> Goal of the exercise:
Copy every record below exactly as it appears.

########################################

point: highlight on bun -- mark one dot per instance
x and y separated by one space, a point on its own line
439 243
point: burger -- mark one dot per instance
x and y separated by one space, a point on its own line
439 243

########################################

> Finished exercise:
point: highlight on bun -- mark one dot per instance
x and y separated by one space, a point on its own line
439 243
point: burger -- mark one dot per instance
x and y separated by one space, a point on its own line
439 243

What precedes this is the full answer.